:: EXERCISE AIM ::
Reproduce the entire listing below verbatim.

:: DATA FOR PROCESSING ::
◇ ◇ ◇
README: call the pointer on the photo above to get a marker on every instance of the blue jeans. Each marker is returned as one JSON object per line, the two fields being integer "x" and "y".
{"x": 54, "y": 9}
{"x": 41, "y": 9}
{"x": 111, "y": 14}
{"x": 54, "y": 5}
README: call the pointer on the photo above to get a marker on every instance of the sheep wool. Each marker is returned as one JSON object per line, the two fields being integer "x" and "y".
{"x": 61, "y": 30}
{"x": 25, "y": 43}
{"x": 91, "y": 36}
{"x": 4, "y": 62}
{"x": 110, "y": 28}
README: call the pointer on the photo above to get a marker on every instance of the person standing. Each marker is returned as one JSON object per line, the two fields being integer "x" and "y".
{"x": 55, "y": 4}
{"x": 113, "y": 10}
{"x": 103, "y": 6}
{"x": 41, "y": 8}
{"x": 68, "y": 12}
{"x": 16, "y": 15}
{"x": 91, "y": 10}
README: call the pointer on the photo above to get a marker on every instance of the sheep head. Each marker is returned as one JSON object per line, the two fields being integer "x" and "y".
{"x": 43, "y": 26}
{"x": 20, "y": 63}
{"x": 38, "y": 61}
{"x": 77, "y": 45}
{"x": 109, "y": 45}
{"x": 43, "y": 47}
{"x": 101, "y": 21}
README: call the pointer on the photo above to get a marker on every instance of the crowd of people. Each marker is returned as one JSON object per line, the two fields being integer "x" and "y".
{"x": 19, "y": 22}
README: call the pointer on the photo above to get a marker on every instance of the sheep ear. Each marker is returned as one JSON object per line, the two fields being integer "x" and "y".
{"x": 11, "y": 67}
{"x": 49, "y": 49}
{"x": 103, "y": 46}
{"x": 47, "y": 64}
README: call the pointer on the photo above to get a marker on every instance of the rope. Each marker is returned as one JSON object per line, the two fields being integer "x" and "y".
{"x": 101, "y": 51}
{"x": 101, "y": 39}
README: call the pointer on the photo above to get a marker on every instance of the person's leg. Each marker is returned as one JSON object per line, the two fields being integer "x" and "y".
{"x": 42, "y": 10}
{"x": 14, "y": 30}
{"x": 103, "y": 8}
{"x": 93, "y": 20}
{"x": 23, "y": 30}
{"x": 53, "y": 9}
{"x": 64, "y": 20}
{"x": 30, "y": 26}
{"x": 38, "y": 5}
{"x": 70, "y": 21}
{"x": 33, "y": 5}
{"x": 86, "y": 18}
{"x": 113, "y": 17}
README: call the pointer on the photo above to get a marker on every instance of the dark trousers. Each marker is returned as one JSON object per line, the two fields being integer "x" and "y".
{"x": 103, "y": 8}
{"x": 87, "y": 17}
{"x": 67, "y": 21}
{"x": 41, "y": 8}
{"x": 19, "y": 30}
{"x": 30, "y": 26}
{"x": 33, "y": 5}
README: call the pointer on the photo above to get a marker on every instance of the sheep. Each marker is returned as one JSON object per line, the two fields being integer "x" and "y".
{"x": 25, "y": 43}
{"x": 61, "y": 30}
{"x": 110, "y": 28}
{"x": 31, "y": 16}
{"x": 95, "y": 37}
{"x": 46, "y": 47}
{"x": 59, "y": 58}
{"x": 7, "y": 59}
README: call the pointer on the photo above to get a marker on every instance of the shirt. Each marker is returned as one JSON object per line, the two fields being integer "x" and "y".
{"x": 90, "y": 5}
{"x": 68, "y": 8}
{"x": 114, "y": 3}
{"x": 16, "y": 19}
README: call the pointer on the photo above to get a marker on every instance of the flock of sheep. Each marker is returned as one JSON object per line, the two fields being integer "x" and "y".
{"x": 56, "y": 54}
◇ ◇ ◇
:: RESPONSE BOX ::
README: call the pointer on the photo above to get a marker on every instance of the blue jeans. Each marker is returned as one JSON object per line, the two fields being integer "x" and "y".
{"x": 54, "y": 9}
{"x": 41, "y": 9}
{"x": 111, "y": 14}
{"x": 54, "y": 5}
README: call the pointer on the photo above to get a marker on every instance of the sheep wool. Each marker is returned as one JSON object per line, the two fields being integer "x" and "y".
{"x": 61, "y": 30}
{"x": 25, "y": 43}
{"x": 91, "y": 36}
{"x": 4, "y": 62}
{"x": 110, "y": 28}
README: call the pointer on the photo above to get a marker on every instance of the person standing. Each marker is returned as one JSON object per line, the two fields being integer "x" and "y".
{"x": 55, "y": 4}
{"x": 113, "y": 10}
{"x": 103, "y": 6}
{"x": 41, "y": 8}
{"x": 68, "y": 12}
{"x": 16, "y": 15}
{"x": 91, "y": 10}
README: call the pointer on the photo above to get a marker on every instance of the sheep head. Each marker is returned as one JSON object per line, the two fields being integer "x" and "y".
{"x": 43, "y": 26}
{"x": 20, "y": 63}
{"x": 38, "y": 61}
{"x": 77, "y": 45}
{"x": 109, "y": 45}
{"x": 43, "y": 47}
{"x": 101, "y": 21}
README: call the pointer on the photo above to get a marker on every instance of the crowd of people. Each marker is returned as one JSON object per line, the two fields being integer "x" and "y".
{"x": 19, "y": 22}
README: call the pointer on the photo above to get a marker on every instance of the sheep ear. Each marker is returned as one JSON object per line, the two fields being integer "x" and "y".
{"x": 11, "y": 67}
{"x": 49, "y": 49}
{"x": 103, "y": 46}
{"x": 47, "y": 64}
README: call the pointer on the photo above to get a marker on every instance of the rope. Each marker is returned as one JSON object per line, the two fields being integer "x" and "y".
{"x": 101, "y": 51}
{"x": 101, "y": 39}
README: call the pointer on the photo above to get a marker on every instance of the person's leg. Each marker is returned as one JSON object per line, the two fields being integer "x" and "y".
{"x": 42, "y": 10}
{"x": 14, "y": 30}
{"x": 103, "y": 8}
{"x": 93, "y": 20}
{"x": 23, "y": 30}
{"x": 53, "y": 9}
{"x": 64, "y": 20}
{"x": 30, "y": 26}
{"x": 38, "y": 5}
{"x": 70, "y": 21}
{"x": 33, "y": 5}
{"x": 86, "y": 18}
{"x": 113, "y": 17}
README: call the pointer on the photo above to get a marker on every instance of the dark trousers. Each marker is returned as one JSON object per line, the two fields being integer "x" and "y".
{"x": 103, "y": 8}
{"x": 87, "y": 17}
{"x": 67, "y": 21}
{"x": 41, "y": 8}
{"x": 19, "y": 30}
{"x": 30, "y": 26}
{"x": 33, "y": 5}
README: call the pointer on the photo above to get a marker on every instance of the sheep. Each marker is returned as one JSON object per line, the two fields being integer "x" and "y".
{"x": 25, "y": 43}
{"x": 61, "y": 30}
{"x": 110, "y": 28}
{"x": 31, "y": 16}
{"x": 95, "y": 37}
{"x": 46, "y": 47}
{"x": 59, "y": 58}
{"x": 7, "y": 59}
README: call the pointer on the photo above to get a marker on every instance of the shirt. Each marker is returned as one JSON object per line, the two fields being integer "x" and "y".
{"x": 90, "y": 5}
{"x": 68, "y": 8}
{"x": 114, "y": 3}
{"x": 16, "y": 19}
README: call the pointer on the photo above to get a marker on every instance of the flock of sheep. Each marker is returned as one JSON object per line, the two fields being integer "x" and "y".
{"x": 56, "y": 54}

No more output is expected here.